=== Work task ===
Among the records that follow, set down only the lines from the one containing "top, writing one line per instance." to the one containing "image, writing one line per instance.", both included, exactly.

====== Data excerpts

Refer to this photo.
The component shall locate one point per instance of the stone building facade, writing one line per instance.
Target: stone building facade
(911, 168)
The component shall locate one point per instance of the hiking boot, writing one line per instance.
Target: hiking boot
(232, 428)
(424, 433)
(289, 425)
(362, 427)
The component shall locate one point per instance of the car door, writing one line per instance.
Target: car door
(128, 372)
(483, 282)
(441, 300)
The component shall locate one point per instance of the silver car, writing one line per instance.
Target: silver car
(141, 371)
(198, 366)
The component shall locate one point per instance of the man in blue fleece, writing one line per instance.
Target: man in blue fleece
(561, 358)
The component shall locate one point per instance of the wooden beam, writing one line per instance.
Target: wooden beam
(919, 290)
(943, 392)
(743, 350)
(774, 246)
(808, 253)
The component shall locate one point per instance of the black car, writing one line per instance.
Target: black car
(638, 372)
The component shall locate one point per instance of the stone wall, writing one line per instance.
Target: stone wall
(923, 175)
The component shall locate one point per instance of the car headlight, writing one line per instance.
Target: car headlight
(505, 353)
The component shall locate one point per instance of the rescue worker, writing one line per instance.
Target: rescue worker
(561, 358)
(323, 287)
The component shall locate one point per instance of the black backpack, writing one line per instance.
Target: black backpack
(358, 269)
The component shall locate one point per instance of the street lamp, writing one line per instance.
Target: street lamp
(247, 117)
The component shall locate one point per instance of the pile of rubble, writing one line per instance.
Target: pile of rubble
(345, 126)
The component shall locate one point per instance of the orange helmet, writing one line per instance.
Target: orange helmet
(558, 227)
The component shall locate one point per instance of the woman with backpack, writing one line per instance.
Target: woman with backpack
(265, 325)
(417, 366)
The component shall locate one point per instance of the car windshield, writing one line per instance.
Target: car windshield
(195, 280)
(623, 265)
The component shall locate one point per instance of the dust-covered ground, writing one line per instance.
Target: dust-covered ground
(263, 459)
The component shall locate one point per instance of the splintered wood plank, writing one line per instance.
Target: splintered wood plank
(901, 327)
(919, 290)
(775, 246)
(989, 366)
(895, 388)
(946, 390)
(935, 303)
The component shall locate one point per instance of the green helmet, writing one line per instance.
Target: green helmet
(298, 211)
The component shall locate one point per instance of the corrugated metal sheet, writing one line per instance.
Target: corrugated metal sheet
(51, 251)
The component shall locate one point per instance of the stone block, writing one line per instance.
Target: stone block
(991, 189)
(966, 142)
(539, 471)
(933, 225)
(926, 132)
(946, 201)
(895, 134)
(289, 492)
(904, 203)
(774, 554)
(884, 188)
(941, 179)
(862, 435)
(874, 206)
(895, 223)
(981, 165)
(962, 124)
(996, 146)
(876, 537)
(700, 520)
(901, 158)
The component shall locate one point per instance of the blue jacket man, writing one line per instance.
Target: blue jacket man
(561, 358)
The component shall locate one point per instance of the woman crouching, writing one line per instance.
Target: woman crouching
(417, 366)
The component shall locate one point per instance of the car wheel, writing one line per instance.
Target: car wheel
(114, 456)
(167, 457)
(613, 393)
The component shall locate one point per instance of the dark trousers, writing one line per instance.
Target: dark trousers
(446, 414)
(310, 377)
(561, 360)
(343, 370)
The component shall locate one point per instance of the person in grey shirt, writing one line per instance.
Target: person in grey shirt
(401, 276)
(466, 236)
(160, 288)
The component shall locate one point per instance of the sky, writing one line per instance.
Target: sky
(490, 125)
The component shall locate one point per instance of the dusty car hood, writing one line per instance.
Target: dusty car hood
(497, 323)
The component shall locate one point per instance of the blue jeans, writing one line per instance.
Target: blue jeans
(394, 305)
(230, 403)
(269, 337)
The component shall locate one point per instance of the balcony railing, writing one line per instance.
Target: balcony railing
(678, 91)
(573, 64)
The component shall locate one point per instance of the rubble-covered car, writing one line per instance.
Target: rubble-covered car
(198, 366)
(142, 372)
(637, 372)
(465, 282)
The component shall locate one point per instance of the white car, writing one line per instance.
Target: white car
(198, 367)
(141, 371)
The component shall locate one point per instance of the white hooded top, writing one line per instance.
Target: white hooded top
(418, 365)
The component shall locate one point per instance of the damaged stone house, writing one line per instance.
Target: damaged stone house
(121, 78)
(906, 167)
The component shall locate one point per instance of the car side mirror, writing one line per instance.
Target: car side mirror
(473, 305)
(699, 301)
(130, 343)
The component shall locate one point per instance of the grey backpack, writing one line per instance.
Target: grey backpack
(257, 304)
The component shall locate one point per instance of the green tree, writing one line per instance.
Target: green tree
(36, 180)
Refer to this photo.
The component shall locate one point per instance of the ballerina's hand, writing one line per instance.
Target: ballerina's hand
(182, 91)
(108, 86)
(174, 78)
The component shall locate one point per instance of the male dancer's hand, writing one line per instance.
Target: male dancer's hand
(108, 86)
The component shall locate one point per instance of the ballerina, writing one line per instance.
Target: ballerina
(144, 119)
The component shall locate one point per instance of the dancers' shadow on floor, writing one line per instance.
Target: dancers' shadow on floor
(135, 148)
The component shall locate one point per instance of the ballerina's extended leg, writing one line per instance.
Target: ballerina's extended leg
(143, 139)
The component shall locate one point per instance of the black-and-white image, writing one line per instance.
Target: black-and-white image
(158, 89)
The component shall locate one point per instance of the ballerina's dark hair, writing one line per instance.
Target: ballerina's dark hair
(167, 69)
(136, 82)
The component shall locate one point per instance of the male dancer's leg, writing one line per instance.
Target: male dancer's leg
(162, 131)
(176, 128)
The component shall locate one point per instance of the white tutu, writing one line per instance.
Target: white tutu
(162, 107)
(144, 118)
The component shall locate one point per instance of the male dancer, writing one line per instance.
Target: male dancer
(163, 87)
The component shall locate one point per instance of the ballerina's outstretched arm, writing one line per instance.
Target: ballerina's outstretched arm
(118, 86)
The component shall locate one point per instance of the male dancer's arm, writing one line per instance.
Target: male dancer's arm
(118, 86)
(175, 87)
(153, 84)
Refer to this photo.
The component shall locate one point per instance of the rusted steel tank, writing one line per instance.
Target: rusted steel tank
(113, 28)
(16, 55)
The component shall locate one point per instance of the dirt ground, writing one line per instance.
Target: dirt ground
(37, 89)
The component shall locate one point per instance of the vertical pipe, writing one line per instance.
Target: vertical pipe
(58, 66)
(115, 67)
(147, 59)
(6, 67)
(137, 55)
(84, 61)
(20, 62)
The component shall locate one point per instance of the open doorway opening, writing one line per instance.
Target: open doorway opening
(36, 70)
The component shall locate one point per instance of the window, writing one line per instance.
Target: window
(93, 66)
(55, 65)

============

=== Exercise answer ===
The component shall locate one point per instance of the white hooded top, writing one line per instance.
Target: white hooded top
(418, 365)
The component shall locate one point per instance of the damaged stone house, writing one line per instance.
Target: damaged stone house
(121, 78)
(906, 167)
The component shall locate one point per instance of the car side mirror, writing one line per instance.
Target: car side mirror
(473, 305)
(699, 301)
(130, 343)
The component shall locate one point per instance of the grey backpack, writing one line per instance.
Target: grey backpack
(257, 304)
The component shall locate one point per instance of the green tree, writing one line per instance.
Target: green tree
(36, 180)
Refer to this photo.
The component shall locate one point per instance of the ballerina's hand, writing one line per instance.
Target: ballerina's hand
(182, 91)
(108, 86)
(174, 78)
The component shall locate one point per instance of the male dancer's hand, writing one line per instance.
Target: male dancer's hand
(108, 86)
The component shall locate one point per instance of the ballerina, writing one line per instance.
Target: ballerina
(144, 119)
The component shall locate one point per instance of the dancers' shadow on floor, writing one line per instance.
Target: dancers' shadow on floor
(135, 148)
The component shall locate one point per instance of the ballerina's extended leg, writing one line per instance.
Target: ballerina's extended leg
(143, 139)
The component shall locate one point per instance of the black-and-white image, writing one line per instance.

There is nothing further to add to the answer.